▶ _MATERIAL SUPPLIED_
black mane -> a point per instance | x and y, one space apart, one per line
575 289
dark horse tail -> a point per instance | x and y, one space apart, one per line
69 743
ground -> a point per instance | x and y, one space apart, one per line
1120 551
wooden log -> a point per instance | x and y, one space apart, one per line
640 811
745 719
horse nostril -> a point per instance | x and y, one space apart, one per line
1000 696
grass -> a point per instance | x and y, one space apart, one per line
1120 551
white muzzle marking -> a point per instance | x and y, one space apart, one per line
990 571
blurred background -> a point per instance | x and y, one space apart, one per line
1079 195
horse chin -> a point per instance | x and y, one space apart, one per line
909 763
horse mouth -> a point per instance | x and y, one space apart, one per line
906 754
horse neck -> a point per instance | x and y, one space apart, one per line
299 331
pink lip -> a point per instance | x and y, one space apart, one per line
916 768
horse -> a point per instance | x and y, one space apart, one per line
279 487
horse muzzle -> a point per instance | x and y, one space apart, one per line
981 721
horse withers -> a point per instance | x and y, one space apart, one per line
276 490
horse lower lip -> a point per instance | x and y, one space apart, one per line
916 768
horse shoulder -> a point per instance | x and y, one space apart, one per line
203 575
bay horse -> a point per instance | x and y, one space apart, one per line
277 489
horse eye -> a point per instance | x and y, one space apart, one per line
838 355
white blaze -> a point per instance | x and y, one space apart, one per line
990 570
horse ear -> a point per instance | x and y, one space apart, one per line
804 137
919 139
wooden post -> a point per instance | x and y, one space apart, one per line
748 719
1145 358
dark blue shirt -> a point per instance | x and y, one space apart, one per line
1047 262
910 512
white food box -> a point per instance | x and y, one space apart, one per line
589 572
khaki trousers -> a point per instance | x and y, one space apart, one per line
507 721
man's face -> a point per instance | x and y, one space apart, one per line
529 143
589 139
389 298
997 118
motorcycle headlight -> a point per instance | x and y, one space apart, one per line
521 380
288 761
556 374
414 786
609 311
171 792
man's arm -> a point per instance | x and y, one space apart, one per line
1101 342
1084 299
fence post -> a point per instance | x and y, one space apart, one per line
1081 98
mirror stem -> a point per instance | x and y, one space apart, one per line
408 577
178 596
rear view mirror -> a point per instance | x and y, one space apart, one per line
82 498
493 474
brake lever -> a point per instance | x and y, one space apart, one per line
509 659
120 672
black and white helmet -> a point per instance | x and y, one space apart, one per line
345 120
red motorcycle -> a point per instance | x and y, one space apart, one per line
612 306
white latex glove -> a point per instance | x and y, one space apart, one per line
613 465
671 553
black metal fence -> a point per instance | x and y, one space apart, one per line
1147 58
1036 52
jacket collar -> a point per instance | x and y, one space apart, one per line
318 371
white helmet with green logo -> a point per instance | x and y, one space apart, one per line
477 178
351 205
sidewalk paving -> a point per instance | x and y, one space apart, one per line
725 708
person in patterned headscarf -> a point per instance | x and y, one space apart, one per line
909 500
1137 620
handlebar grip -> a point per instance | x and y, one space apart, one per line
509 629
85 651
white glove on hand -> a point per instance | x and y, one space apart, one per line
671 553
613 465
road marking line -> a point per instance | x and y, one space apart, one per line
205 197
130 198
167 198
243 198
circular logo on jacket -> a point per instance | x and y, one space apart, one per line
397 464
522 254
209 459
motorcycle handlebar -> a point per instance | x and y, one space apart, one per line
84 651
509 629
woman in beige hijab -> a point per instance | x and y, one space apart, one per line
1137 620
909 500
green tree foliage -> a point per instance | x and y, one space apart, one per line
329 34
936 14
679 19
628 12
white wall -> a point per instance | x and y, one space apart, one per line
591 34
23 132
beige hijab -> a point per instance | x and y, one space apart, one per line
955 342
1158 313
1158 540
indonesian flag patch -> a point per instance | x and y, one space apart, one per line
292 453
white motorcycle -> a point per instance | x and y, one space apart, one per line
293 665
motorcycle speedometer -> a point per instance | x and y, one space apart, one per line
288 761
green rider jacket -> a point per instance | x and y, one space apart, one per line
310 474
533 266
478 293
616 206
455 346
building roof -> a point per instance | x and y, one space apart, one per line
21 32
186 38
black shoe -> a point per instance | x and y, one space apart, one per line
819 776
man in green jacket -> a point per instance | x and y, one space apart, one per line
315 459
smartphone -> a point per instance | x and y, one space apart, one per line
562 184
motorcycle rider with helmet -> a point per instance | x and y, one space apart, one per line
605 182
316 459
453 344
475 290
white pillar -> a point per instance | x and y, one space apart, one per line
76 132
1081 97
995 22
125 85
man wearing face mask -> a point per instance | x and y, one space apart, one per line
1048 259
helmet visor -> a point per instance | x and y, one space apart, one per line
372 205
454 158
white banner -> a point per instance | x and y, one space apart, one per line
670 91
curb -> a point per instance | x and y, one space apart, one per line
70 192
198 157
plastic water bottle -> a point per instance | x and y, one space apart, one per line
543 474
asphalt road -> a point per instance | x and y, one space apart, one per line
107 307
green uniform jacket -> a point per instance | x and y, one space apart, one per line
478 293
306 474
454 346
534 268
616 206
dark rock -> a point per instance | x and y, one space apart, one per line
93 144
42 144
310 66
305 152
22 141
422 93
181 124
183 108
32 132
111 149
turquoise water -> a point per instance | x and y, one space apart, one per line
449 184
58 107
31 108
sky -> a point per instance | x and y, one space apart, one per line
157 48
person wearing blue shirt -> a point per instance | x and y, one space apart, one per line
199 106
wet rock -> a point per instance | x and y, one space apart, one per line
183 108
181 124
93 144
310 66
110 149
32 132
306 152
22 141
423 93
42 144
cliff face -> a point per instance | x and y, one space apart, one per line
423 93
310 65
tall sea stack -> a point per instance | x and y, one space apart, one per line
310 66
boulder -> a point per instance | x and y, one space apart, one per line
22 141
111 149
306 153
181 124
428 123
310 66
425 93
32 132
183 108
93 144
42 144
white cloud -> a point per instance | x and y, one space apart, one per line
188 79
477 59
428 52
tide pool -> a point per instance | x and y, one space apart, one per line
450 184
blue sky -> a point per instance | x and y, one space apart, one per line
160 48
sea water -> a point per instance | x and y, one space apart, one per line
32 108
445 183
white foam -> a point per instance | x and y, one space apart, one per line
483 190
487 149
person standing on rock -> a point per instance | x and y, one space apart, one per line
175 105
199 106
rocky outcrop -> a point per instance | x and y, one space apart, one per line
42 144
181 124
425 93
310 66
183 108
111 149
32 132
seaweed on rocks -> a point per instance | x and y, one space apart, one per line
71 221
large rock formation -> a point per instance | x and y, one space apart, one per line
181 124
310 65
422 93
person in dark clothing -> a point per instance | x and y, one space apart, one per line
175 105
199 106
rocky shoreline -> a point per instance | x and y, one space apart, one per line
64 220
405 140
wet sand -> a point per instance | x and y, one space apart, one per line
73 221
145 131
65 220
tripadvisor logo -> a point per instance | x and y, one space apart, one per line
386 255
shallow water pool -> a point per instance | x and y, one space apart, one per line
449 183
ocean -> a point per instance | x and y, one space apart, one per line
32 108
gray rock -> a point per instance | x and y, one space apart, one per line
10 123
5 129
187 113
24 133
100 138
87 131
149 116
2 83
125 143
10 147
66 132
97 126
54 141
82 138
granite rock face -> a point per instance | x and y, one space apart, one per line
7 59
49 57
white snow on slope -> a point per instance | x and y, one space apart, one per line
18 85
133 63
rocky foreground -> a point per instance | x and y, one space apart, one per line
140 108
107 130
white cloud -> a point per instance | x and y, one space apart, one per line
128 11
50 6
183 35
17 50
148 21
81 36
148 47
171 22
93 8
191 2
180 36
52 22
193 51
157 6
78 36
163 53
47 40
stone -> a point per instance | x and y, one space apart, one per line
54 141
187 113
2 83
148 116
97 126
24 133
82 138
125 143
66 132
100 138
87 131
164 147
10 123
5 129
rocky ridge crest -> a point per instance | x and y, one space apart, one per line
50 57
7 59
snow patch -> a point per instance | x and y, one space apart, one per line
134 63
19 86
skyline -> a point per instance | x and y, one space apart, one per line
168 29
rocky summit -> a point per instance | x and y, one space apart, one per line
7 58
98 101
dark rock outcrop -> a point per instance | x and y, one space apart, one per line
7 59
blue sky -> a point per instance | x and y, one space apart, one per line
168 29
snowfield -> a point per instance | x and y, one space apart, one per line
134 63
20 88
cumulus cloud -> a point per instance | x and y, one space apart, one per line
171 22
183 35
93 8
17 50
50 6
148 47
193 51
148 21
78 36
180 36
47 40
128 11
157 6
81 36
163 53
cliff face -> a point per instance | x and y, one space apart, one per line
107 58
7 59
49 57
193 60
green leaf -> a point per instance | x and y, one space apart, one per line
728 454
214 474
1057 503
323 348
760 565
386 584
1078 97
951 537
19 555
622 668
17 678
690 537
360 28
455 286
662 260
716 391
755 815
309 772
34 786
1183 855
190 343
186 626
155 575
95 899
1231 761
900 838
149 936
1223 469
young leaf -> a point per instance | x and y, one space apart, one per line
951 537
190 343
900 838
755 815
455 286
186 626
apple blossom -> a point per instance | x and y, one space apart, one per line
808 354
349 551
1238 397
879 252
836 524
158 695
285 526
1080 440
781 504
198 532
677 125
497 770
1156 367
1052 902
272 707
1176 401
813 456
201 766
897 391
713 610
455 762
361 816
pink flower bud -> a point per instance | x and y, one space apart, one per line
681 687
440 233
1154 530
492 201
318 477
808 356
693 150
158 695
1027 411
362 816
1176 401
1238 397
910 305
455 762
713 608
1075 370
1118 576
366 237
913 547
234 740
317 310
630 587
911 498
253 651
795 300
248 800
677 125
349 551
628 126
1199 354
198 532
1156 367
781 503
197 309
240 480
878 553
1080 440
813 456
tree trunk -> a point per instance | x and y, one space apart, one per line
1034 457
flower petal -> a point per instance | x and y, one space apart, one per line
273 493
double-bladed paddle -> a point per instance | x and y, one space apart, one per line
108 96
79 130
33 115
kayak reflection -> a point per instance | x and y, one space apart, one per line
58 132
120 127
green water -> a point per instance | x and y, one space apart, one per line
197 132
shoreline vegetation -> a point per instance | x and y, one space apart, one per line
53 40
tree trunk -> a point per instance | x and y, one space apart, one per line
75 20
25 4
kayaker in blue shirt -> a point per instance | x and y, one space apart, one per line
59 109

▶ _ABOUT THIS EXERCISE_
Give again the closing portion of the entries, from the line with "double-bladed paddle ->" through the last line. Keep it exact and add nothing.

▶ _SOLUTION FOR THIS PROBLEM_
double-bladed paddle -> a point per instance | x and y, one space apart, one per line
108 96
79 130
33 115
kayak reflection -> a point per instance | x and y, one space apart, one per line
58 132
120 127
green water -> a point per instance | x and y, one space apart, one per line
197 132
shoreline vegetation -> a point per instance | x and y, one space apart, one per line
53 40
tree trunk -> a point per instance | x and y, one space apart, one per line
75 20
25 4
kayaker in blue shirt -> a point per instance | x and y, one space apart, one per line
59 109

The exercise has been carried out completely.